• [DESCRIPTION DU PROBLÈME] Reprenez le commentaire sur le récit des tentations de Jésus (Lc 4, 1-13) ci-dessous et poursuivez-le à partir de sa dernière phrase.

═══ TEXTE DE LA PAGE

9 mars 2025.
1er Dimanche de Carême
Année C
Lc 4, 1-13
Cette page d’Evangile, je vous propose de l’entendre comme une invitation à ne pas avoir peur de la mort, peur de notre mort… pour devenir des hommes et des femmes libres.
Il me semble que ce thème est central dans le récit des tentations, mais aussi central dans le temps du Carême. Il existe un verset de la Lettre aux Hébreux qui dit très bien cela :
Le Christ a partagé notre condition humaine « afin de réduire à l’impuissance, par sa mort, celui qui détenait le pouvoir de la mort, c’est-à-dire le diable, et de délivrer ceux qui, par crainte de la mort, passaient toute leur vie dans une situation d’esclave » (Hb. 2, 14-15).
L’être humain, qui est mortel, a une peur naturelle de la mort. S’il se laisse dominer par cette peur, il s’efforce de vivre pour toujours, soit physiquement en satisfaisant tous ses désirs, soit socialement par l’exercice du pouvoir engendrant des empires – petits ou grands – soit mentalement dans le nom ou la réputation qu’il espère laisser derrière lui. Et c’est ainsi que, dit l’auteur de la Lettre aux Hébreux, il passe toute sa vie esclave, par peur de la mort.
Ce sont les trois tentations auxquelles a été soumis Jésus et les tentations que décrit ici l’Évangéliste sont celles que Jésus rencontrera tout au long de sa vie publique de la part de ses ennemis.

══════
═══ LES DONNÉES

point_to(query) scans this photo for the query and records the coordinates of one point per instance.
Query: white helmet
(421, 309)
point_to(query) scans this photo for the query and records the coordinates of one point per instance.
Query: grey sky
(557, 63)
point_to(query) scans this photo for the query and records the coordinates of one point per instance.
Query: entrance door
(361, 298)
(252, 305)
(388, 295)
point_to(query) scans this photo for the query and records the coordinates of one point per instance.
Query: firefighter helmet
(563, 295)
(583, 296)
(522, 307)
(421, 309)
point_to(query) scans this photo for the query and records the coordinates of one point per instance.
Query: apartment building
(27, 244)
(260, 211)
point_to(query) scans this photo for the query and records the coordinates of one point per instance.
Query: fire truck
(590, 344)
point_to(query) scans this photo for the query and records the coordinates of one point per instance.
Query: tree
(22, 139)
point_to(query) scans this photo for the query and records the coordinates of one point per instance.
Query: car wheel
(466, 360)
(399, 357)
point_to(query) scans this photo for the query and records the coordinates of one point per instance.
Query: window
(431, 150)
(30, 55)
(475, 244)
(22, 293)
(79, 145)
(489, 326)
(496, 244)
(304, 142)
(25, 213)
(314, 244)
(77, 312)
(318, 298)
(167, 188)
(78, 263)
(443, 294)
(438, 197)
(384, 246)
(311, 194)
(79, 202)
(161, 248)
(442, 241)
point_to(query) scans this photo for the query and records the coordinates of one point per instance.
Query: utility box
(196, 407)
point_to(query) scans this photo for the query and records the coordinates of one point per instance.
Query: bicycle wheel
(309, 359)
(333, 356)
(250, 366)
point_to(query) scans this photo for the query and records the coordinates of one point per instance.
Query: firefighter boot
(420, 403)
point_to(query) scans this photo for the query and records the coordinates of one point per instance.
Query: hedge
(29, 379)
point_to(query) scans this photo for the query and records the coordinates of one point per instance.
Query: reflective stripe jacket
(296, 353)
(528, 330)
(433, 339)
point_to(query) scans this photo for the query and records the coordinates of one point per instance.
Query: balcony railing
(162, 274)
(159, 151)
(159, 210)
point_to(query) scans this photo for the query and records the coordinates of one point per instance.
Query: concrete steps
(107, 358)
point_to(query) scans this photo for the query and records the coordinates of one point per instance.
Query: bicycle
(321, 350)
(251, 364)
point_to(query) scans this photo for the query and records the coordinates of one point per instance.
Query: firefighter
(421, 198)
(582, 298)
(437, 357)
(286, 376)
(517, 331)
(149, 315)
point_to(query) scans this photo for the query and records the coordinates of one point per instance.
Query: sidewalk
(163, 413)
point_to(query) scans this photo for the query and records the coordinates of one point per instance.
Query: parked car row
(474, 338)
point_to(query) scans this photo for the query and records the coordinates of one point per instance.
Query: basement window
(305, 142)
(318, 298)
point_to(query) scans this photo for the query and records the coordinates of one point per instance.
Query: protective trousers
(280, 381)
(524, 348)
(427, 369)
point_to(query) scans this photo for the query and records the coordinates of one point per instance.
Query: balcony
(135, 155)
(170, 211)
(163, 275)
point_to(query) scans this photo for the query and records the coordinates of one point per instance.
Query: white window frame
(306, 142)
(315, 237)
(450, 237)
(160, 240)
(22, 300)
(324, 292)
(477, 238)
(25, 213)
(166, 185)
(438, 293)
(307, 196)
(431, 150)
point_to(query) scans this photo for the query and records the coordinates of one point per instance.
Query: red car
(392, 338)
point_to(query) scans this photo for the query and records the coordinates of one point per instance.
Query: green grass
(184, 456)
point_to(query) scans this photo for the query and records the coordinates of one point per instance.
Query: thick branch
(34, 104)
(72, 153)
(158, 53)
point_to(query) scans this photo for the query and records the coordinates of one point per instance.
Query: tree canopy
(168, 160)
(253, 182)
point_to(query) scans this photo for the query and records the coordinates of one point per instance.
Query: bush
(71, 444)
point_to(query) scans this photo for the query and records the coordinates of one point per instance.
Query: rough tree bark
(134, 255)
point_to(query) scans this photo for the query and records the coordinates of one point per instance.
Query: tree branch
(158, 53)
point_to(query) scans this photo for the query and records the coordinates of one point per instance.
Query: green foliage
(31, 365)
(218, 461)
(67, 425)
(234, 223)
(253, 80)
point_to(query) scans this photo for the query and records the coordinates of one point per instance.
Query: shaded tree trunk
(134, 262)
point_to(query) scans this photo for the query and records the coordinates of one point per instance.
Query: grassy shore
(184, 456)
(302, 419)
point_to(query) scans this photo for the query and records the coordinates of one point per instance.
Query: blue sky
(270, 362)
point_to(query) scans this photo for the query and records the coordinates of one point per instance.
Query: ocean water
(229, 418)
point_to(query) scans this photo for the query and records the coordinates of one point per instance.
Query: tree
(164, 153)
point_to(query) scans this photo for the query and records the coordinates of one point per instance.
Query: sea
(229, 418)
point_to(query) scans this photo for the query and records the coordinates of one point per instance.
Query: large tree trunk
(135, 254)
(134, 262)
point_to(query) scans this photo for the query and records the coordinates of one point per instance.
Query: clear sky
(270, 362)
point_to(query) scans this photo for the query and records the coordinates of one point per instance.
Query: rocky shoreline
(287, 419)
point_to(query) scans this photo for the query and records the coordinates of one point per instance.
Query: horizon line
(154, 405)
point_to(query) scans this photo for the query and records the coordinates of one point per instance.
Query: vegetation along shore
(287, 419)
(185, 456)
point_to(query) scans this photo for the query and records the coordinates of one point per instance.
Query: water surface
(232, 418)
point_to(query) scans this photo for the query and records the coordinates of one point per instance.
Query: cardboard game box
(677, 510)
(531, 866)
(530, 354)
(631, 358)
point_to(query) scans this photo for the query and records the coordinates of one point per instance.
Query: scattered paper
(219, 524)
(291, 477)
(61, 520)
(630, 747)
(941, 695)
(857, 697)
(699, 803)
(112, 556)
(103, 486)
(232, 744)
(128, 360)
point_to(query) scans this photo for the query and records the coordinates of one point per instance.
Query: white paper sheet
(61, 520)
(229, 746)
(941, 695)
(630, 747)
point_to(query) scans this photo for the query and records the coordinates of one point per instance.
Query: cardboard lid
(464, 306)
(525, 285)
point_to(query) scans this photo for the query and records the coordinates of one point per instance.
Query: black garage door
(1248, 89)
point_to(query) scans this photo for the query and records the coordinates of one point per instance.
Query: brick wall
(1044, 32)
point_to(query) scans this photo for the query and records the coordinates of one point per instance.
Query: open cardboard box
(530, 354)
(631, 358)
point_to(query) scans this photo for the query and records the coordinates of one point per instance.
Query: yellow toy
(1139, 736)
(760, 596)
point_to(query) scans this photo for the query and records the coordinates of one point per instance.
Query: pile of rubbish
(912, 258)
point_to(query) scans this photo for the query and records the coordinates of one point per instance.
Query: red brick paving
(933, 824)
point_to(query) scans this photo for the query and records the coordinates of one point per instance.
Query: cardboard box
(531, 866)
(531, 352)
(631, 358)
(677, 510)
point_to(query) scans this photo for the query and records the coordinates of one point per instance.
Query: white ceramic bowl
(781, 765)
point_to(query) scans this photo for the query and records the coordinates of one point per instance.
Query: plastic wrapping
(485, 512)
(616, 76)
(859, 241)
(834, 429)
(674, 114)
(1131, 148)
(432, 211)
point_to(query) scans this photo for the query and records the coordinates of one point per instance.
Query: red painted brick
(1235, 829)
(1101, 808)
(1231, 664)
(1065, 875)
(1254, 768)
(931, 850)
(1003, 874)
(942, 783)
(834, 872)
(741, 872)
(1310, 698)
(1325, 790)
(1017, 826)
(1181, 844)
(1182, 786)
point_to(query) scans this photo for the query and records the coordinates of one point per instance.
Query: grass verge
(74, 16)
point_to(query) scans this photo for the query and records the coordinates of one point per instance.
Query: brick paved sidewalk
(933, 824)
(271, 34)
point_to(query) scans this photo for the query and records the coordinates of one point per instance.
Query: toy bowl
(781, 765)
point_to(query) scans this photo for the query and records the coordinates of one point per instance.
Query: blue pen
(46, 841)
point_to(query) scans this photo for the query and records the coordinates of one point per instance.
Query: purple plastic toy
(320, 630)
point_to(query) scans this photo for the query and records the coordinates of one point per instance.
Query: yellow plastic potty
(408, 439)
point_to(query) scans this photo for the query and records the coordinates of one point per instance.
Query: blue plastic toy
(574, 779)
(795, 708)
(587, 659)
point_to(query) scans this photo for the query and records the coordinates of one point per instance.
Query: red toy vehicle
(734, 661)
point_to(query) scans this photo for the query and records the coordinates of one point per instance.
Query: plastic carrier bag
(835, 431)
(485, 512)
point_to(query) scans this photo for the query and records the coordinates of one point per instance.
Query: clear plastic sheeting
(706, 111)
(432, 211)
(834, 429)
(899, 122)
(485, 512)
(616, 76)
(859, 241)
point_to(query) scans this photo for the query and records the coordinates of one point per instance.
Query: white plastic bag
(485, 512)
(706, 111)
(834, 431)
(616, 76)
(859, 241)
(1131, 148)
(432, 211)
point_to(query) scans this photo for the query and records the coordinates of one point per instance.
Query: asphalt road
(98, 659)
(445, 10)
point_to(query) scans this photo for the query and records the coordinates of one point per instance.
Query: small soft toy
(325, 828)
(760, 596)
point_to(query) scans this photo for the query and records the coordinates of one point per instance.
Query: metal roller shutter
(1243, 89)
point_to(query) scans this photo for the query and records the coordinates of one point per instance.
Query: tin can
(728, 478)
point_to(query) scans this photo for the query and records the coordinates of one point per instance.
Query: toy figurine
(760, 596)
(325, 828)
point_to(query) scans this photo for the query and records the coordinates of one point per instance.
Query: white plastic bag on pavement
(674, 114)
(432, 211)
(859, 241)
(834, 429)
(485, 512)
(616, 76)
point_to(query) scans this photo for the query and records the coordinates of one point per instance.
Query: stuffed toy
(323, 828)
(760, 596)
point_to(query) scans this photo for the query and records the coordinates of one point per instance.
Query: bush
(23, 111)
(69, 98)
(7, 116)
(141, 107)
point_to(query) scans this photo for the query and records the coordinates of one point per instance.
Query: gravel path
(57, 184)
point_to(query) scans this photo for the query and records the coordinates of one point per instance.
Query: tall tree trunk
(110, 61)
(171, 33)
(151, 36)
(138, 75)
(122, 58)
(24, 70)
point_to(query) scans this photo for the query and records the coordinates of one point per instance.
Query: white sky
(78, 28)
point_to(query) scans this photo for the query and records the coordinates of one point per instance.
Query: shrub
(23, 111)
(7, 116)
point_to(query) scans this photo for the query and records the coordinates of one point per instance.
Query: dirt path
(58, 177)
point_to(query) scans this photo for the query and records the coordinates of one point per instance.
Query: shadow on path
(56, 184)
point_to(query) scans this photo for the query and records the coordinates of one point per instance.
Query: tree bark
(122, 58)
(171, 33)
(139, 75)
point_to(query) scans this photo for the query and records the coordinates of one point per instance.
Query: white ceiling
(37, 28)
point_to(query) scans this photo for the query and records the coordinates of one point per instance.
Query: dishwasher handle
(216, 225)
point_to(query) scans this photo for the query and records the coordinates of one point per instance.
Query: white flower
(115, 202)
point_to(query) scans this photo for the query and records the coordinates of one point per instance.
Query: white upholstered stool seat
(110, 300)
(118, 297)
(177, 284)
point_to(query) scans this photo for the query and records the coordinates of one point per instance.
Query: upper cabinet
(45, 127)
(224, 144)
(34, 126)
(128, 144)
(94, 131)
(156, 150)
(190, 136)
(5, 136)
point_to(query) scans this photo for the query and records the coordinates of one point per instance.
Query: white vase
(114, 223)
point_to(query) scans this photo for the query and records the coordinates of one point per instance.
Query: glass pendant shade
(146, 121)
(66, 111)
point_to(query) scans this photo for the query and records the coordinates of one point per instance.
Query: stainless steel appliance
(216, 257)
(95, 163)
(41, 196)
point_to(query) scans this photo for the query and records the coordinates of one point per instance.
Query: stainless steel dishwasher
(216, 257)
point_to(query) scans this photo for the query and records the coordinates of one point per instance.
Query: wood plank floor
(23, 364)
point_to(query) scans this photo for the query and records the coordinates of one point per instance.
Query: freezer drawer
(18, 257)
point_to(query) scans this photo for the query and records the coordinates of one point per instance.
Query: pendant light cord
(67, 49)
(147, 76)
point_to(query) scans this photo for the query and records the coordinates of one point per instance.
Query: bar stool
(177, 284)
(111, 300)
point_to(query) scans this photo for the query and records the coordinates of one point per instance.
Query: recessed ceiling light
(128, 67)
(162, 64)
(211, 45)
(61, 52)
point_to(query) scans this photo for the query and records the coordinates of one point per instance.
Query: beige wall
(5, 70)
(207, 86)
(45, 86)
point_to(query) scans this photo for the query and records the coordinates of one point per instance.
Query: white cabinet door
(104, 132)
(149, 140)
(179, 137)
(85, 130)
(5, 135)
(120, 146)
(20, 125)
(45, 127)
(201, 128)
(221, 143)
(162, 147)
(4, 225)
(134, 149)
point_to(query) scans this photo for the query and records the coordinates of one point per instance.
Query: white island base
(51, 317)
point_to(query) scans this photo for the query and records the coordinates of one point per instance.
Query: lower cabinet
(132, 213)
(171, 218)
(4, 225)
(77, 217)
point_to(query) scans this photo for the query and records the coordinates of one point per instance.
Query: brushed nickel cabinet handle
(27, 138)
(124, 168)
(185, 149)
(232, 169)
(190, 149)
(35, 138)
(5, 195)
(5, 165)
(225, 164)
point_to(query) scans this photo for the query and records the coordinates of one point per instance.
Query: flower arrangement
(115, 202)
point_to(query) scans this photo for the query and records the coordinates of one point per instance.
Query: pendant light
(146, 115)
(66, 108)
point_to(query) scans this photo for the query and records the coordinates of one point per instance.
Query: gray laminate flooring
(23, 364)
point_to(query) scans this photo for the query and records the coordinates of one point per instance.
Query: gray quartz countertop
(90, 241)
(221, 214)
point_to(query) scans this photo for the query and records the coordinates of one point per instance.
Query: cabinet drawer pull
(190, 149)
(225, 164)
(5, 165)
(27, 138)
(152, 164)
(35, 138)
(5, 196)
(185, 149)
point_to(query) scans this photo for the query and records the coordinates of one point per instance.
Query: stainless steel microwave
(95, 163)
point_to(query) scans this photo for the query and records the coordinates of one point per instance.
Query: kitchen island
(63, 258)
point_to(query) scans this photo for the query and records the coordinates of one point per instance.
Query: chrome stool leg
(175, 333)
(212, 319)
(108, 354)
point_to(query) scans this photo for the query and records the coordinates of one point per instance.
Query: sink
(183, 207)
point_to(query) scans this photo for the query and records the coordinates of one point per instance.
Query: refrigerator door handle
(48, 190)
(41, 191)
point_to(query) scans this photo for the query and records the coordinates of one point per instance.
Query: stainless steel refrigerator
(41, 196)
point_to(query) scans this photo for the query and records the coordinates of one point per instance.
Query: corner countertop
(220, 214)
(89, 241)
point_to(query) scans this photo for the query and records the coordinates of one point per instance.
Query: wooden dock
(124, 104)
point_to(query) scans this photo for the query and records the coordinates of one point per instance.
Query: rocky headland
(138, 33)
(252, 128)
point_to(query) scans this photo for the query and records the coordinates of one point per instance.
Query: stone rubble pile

══════

• [RÉPONSE À LA TÂCHE]
Tout au long de son ministère, Jésus, venu pour rétablir la fraternité entre les hommes, (fraternité brisée par le péché) et pour nourrir de pain et d’amour les pauvres, les malheureux et les affamés, refusera toujours d’utiliser Dieu, ou sa nature divine, à son profit.
Ici, la tentation centrale, qui, en fait, contient les deux autres, est celle du pouvoir : le démon montre à Jésus « tous les royaumes de la terre », lesquels lui appartiennent… Dans le texte grec, il s’agit de tous les royaumes de l’oikoumenè, c’est-à-dire du monde habité ou plus précisément de toutes les régions alors sous la domination de l’empire romain, qui est un empire « païen ».
L’appel de l’Évangile en ce début de Carême est donc un appel à nous libérer de l’esclavage dans lequel nous enchaîne la peur de la mort, un appel à accepter notre statut d’être mortel, dont nous faisons l’expérience tout au long de notre vie.
Chacun de nous, selon sa vocation propre, doit découvrir au jour le jour comment vaincre cette peur de la mort.
Reprenons les trois tentations :
1ère tentation : « Si tu es le Fils de Dieu, dis à cette pierre de devenir du pain ».
Pour le diable, être Fils de Dieu, c’est dominer les choses, dominer par la parole…
Jésus lui répond : « L’homme ne vivra pas de pain seulement ».
Pour lutter avec la peur de la mort, il faut apprendre à vivre avec le manque. Nous avons besoin de manger pour vivre, oui, Jésus ne le nie pas, mais « Pas seulement de pain » … Pas seulement ! Il n’y a pas que çà dans la vie ! Ne pas se focaliser sur le matériel.
2nde tentation : « C’est devant le Seigneur ton Dieu que tu te prosterneras, à lui seul tu rendras un culte ».
Le diable est appelé « prince de ce monde », parce qu’il aime le clinquant, le brillant du pouvoir et des honneurs. A cette seconde tentation, Jésus répond en disant au contraire : « DIEU SEULEMENT ! », « c’est seulement le Seigneur ton Dieu que tu adoreras ! ». Jésus ne veut pas le pouvoir, il choisit l’image d’un Messie sans gloire et serviteur qui tient sa gloire du Père.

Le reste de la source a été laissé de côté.